• WHAT TO PRODUCE
Where the line holding "In this exercise you will find the group" appears, start copying, and continue exactly through the last line of the listing, skipping pictures.

• RECORD SET
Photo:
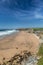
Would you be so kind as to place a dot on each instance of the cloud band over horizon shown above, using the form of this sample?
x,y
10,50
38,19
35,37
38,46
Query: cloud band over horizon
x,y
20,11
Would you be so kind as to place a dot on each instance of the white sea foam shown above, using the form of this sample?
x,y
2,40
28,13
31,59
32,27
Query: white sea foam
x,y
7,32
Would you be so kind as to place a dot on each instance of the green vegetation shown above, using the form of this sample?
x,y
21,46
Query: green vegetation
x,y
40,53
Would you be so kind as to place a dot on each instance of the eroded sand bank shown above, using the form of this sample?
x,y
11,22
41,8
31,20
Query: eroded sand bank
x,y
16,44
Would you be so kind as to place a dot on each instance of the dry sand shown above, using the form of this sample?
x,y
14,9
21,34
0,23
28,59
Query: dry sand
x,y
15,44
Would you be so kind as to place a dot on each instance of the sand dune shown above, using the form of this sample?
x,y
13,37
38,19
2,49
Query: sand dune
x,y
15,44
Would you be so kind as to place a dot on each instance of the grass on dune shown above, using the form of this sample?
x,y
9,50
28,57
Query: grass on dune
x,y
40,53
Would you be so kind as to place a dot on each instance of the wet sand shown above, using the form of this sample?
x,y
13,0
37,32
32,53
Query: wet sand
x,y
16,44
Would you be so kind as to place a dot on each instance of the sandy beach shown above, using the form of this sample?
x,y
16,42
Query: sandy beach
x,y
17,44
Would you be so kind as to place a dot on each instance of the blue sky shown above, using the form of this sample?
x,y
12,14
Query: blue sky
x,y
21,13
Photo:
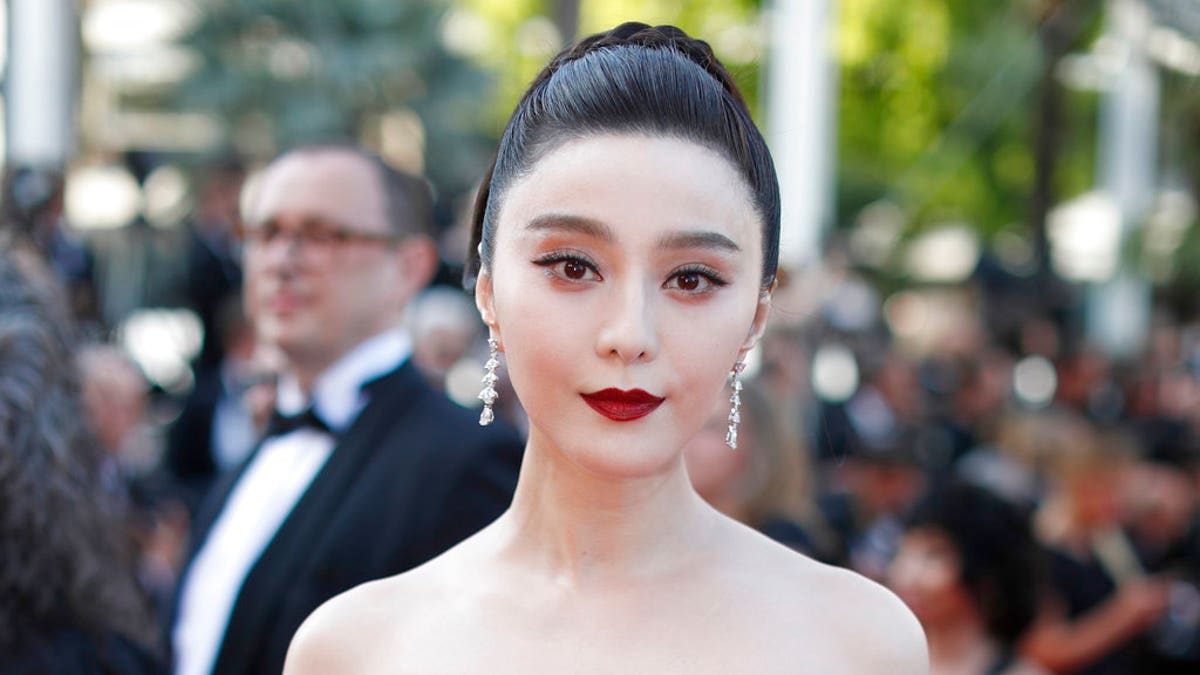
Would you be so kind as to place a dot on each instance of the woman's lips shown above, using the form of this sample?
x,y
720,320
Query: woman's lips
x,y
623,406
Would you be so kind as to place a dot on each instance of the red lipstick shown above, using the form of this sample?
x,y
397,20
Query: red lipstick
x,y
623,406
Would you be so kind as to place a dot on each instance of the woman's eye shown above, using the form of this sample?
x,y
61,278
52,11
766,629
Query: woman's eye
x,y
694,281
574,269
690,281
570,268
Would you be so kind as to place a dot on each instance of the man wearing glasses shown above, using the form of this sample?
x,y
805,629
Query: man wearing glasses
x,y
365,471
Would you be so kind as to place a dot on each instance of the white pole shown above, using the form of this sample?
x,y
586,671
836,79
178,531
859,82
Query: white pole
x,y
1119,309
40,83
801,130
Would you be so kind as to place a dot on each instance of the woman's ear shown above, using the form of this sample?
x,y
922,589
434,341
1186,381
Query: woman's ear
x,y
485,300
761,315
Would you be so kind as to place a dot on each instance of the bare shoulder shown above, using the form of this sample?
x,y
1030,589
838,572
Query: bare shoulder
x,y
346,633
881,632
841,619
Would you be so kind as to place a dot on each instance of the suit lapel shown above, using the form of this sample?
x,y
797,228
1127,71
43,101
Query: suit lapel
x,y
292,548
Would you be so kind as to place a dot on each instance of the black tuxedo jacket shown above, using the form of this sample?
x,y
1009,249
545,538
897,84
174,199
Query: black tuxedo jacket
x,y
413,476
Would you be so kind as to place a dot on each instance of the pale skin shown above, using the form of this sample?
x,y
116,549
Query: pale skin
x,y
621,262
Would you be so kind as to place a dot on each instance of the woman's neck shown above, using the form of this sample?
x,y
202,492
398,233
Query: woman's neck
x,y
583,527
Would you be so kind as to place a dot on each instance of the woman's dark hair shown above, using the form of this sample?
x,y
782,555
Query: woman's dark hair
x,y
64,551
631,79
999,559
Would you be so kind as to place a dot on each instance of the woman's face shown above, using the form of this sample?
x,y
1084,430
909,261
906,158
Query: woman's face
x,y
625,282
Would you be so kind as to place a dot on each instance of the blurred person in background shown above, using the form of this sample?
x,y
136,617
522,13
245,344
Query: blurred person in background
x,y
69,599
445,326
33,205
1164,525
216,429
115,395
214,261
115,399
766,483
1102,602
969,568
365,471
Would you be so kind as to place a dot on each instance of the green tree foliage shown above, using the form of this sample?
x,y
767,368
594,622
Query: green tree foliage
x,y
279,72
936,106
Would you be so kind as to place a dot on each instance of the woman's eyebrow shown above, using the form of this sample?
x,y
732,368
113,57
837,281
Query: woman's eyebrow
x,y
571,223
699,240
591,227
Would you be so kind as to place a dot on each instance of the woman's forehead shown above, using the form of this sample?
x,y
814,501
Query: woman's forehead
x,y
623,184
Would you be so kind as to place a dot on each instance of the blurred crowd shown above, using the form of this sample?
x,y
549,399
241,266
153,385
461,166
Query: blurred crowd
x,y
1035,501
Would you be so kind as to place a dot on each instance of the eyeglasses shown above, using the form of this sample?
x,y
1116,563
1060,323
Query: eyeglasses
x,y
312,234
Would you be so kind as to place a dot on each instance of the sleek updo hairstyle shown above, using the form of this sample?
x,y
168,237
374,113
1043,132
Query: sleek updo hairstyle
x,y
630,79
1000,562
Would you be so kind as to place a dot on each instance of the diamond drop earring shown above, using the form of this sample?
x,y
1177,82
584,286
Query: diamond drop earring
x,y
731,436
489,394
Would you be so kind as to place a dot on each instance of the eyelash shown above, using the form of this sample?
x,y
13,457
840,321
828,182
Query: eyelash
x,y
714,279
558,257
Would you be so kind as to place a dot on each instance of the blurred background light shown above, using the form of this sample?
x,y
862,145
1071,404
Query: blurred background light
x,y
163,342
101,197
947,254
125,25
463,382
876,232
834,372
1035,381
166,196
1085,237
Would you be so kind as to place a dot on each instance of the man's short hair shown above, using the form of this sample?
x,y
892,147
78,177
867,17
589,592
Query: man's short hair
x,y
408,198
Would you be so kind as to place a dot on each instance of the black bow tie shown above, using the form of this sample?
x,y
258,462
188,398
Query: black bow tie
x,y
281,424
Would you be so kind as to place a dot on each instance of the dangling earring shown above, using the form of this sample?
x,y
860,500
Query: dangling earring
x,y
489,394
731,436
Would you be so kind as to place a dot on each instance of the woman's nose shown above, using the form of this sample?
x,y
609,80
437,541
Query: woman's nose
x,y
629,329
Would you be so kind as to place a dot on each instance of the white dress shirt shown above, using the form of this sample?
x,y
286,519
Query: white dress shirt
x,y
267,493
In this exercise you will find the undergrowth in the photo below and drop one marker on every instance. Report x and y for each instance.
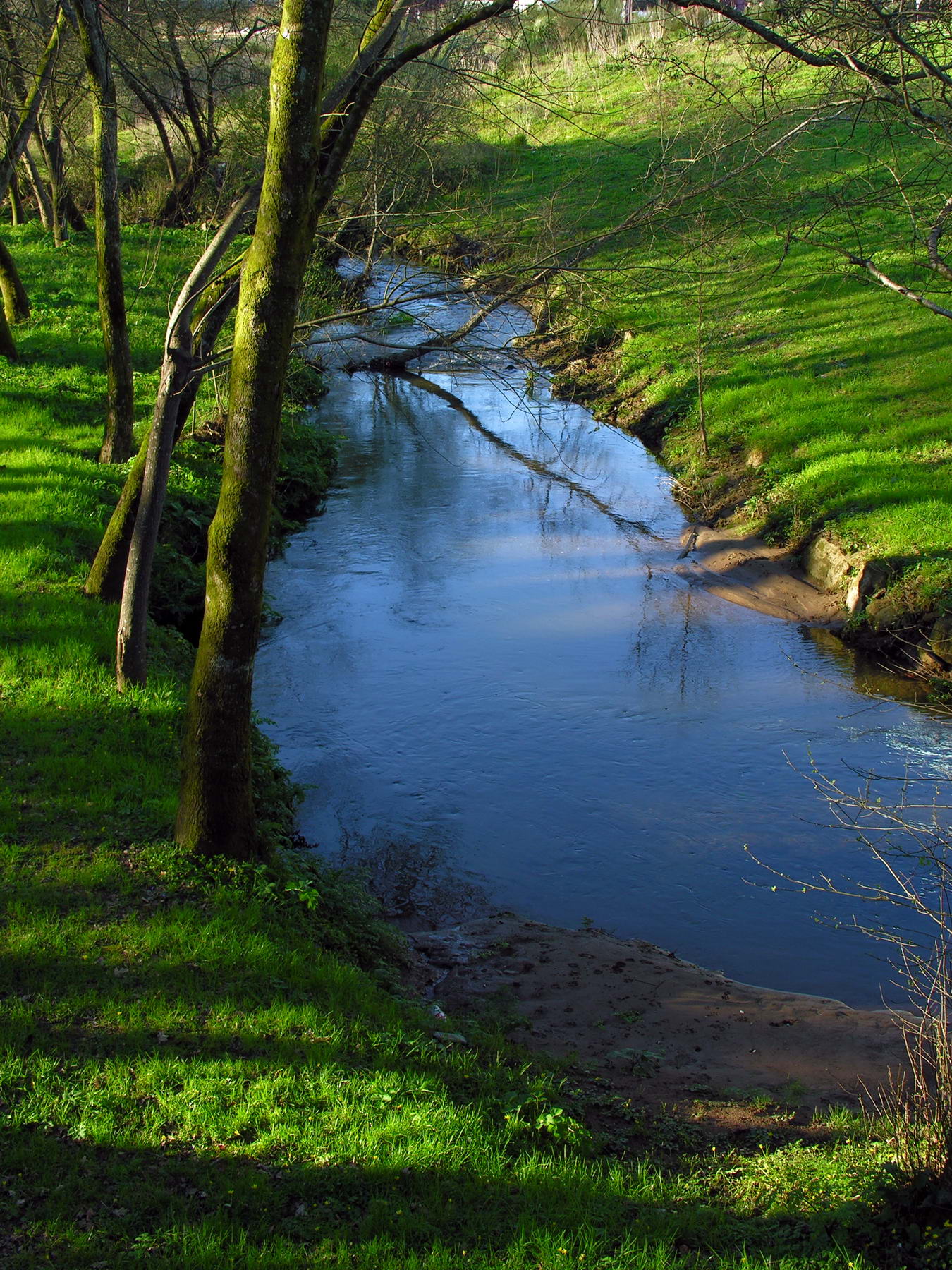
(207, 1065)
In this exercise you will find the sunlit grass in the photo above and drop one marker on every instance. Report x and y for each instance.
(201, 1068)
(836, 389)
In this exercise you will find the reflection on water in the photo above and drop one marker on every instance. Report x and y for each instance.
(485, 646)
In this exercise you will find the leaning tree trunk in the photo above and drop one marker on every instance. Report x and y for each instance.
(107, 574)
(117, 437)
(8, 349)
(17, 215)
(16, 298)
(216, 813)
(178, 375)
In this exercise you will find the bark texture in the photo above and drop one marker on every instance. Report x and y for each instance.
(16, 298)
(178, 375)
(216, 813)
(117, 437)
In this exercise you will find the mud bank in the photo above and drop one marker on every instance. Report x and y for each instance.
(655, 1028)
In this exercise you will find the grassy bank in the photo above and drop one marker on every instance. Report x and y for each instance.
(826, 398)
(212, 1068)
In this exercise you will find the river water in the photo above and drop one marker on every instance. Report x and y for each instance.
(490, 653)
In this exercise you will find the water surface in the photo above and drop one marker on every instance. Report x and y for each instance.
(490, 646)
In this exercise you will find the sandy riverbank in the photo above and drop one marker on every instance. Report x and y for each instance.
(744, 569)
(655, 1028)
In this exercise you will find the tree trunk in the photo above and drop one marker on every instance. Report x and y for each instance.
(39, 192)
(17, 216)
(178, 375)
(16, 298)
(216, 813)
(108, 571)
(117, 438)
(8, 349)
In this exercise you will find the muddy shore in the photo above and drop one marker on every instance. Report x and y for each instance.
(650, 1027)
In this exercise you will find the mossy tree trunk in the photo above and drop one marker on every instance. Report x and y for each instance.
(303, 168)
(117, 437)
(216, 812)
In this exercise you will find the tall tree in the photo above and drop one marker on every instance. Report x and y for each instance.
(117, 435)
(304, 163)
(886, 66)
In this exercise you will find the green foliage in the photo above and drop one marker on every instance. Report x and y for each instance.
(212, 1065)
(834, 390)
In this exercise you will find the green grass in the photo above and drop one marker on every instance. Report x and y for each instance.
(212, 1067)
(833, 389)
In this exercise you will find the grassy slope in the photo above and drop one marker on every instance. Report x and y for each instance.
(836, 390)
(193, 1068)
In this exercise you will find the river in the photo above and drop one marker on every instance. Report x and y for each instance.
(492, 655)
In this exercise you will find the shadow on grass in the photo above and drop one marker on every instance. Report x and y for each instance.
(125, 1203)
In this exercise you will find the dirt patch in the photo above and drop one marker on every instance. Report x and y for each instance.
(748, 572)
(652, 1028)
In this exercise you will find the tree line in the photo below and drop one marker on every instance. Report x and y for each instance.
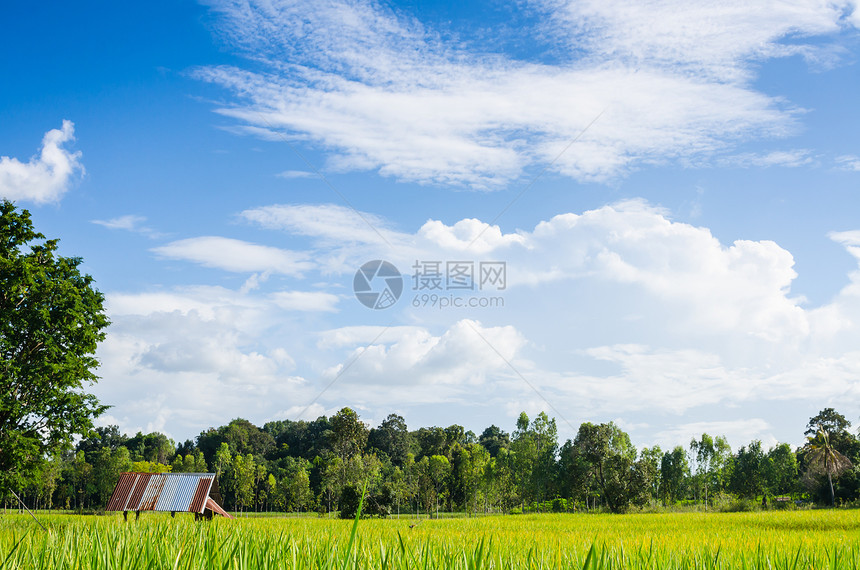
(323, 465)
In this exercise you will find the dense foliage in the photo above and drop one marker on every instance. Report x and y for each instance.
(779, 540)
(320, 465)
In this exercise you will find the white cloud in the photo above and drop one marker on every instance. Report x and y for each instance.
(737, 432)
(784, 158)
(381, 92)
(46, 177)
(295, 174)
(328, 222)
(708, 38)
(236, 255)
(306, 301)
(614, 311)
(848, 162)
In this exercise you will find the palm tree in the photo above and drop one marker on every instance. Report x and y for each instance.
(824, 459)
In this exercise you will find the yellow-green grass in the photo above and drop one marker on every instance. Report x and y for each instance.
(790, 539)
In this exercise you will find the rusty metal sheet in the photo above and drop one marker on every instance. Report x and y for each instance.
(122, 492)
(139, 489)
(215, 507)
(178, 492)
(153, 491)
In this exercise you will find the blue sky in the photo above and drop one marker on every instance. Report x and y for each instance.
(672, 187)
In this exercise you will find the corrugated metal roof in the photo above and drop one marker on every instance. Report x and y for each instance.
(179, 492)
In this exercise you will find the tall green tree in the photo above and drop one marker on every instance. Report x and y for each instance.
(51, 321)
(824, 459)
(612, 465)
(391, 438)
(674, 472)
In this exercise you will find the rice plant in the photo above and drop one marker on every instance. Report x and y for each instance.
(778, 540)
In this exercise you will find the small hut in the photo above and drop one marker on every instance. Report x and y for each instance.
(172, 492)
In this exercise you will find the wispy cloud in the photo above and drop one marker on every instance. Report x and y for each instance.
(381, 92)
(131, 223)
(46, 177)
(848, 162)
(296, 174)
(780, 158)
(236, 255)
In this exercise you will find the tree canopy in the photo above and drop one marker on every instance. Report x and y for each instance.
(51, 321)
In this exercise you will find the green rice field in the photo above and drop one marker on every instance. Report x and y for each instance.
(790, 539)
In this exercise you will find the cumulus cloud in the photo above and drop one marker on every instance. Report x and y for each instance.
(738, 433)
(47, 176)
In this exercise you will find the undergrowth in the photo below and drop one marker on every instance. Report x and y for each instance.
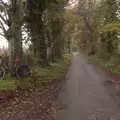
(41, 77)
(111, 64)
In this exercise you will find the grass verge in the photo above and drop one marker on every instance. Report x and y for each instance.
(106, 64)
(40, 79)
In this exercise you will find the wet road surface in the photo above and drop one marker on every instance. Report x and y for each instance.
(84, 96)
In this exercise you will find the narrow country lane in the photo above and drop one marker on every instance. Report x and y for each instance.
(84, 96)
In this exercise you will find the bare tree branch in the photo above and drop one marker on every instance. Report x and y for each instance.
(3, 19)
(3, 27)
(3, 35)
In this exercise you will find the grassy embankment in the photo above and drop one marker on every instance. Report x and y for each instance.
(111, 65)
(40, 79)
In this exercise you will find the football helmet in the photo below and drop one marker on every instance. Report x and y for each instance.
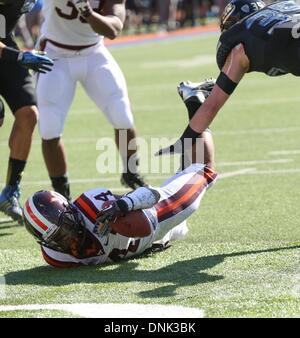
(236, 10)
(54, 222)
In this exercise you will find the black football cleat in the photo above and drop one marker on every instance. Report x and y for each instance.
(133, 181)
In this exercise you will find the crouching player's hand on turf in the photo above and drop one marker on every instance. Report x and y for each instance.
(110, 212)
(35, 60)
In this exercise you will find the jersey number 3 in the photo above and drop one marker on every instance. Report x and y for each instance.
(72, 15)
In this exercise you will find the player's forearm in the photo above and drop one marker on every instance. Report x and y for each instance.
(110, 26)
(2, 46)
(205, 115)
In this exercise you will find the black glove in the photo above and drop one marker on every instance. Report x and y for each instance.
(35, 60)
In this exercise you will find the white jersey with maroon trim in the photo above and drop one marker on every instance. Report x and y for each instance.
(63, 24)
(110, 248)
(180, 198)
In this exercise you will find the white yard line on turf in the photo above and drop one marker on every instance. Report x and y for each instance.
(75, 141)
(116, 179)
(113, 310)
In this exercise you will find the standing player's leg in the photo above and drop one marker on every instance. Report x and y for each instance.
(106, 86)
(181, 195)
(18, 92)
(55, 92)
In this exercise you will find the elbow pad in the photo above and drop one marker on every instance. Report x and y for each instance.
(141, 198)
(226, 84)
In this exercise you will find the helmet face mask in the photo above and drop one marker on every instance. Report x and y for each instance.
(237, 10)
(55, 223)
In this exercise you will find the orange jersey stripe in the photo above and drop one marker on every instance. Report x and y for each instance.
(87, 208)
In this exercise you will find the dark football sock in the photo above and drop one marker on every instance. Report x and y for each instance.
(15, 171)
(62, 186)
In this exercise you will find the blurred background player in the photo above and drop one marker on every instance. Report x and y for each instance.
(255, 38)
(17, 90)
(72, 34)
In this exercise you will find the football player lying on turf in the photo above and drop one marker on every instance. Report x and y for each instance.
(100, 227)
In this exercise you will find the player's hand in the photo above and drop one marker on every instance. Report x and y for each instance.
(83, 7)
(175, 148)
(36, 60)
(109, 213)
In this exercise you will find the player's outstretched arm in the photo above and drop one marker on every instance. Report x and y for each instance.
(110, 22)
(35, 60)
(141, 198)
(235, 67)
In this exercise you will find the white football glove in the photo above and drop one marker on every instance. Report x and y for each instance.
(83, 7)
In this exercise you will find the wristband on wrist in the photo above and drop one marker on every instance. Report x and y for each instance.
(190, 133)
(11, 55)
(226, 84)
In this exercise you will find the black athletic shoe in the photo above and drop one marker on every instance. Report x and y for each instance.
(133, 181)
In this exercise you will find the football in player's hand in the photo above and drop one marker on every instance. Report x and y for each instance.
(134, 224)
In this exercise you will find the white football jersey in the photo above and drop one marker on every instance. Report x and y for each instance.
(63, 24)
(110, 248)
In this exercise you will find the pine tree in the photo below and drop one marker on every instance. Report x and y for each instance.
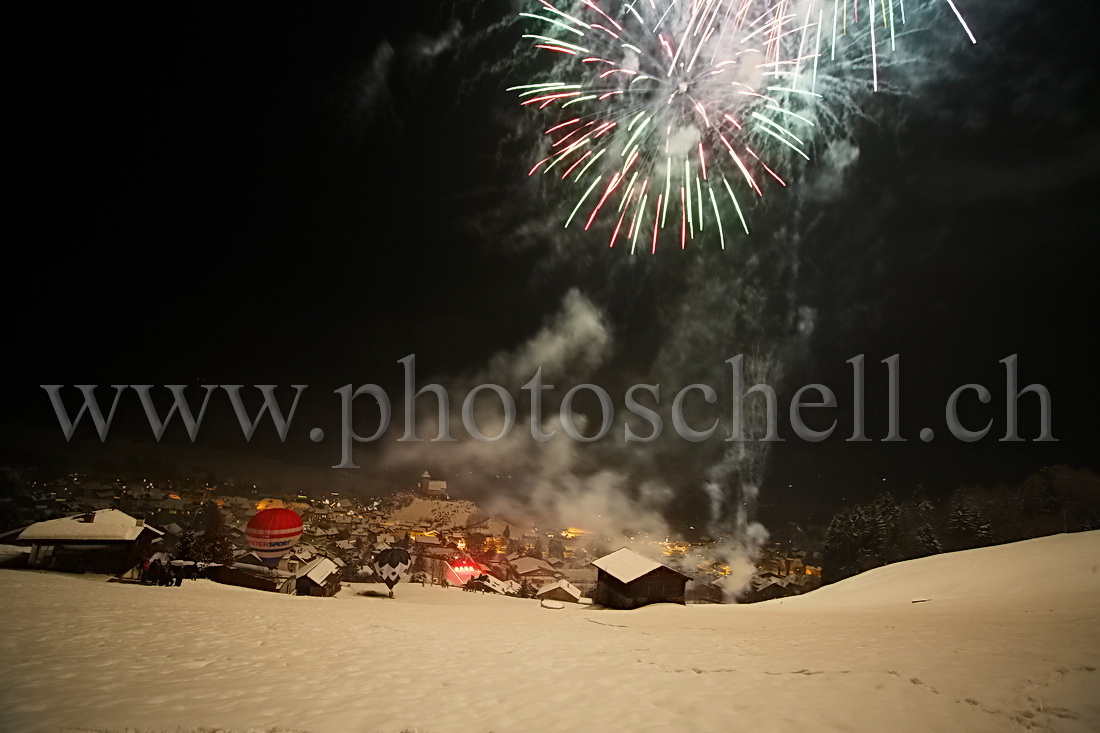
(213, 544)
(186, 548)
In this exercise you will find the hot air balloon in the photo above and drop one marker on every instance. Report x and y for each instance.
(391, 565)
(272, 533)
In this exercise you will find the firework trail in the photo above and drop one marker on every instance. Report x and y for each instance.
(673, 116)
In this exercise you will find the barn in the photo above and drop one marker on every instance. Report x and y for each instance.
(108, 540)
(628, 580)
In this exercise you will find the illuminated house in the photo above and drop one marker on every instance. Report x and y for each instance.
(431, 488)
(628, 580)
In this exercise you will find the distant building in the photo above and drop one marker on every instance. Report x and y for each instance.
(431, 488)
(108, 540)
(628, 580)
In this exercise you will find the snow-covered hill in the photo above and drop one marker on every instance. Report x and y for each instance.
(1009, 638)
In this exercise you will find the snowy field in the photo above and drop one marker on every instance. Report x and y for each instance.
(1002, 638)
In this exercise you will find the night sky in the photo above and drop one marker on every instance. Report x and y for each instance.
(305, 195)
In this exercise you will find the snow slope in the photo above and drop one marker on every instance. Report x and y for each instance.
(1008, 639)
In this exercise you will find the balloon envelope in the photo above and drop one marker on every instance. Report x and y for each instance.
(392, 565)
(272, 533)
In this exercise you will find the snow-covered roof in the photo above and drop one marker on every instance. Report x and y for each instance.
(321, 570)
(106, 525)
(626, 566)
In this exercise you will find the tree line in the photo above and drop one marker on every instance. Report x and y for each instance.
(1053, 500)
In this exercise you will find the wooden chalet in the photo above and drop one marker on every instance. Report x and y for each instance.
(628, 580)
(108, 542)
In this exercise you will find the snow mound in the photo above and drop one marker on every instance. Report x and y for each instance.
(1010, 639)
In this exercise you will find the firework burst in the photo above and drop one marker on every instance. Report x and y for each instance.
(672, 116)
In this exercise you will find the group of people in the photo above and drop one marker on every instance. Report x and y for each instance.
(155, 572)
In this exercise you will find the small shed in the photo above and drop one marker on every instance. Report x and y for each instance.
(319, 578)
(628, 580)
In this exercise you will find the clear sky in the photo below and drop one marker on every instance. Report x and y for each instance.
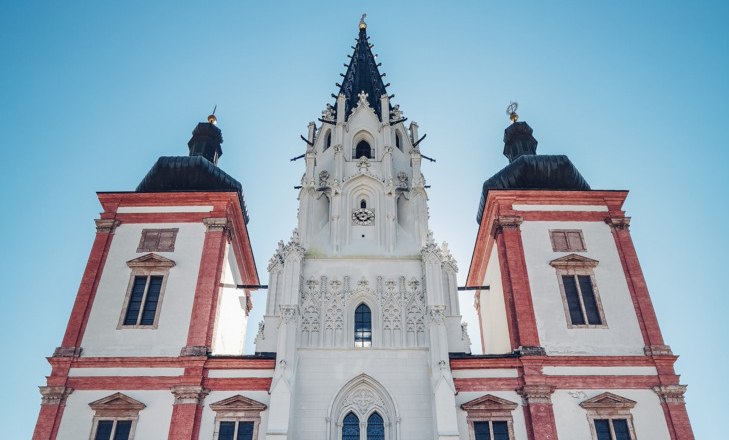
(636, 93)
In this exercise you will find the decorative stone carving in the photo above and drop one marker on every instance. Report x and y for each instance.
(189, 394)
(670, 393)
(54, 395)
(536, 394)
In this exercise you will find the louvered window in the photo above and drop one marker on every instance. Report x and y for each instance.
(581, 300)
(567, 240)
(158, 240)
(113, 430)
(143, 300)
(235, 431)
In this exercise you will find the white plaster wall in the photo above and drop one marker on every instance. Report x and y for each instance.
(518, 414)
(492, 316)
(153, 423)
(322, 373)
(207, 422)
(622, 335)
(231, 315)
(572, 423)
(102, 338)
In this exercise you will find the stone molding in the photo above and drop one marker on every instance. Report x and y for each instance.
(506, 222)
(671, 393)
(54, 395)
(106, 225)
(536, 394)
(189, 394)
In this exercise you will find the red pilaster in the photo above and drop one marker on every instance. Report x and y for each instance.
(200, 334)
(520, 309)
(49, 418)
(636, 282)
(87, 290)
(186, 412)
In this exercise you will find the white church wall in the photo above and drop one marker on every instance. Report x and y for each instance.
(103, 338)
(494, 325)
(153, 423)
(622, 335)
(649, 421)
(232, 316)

• ANSWER TO THE EXERCISE
In this exercise you will find the group of people in the photo above and drop one marker on every instance. Report x and y for each instance.
(155, 572)
In this exercise you will find the small shed in the photo above and drop one marker on every instance. Report x and y for each instance.
(319, 578)
(628, 580)
In this exercise you will find the clear sky in the photo below and drop one marker on every instance. Report x and y for each instance.
(636, 93)
In this exercise you will find the decorative stone carving in the photo above and drop one marker on every instance. Report x and y for each instance.
(189, 394)
(670, 393)
(54, 395)
(536, 394)
In this exercise you will find the louvered window in the photo above and drop one marker on every instance. Report x and y for each instance.
(581, 300)
(567, 240)
(158, 240)
(113, 430)
(143, 300)
(235, 431)
In this exercise you will find the white plaster wall in the photo above and drop one marker on every instance. Report x and y for each instance.
(518, 414)
(492, 316)
(153, 423)
(322, 373)
(207, 422)
(622, 335)
(231, 315)
(572, 423)
(102, 338)
In this exercise you will find the stone molding in the photo above and drop one marker on every instance. Report x and y for each instance.
(506, 222)
(671, 393)
(54, 395)
(106, 225)
(536, 394)
(189, 394)
In this exercise you will find the red pilaster in the photo above and drop one marker on every instance. Report x and y for each instance.
(200, 334)
(520, 309)
(49, 418)
(636, 282)
(87, 290)
(186, 412)
In this exercise you will find the white church wall in the photo above and drop one marker on every instance. Report x and y for each instance.
(103, 338)
(494, 325)
(153, 423)
(622, 335)
(649, 421)
(232, 316)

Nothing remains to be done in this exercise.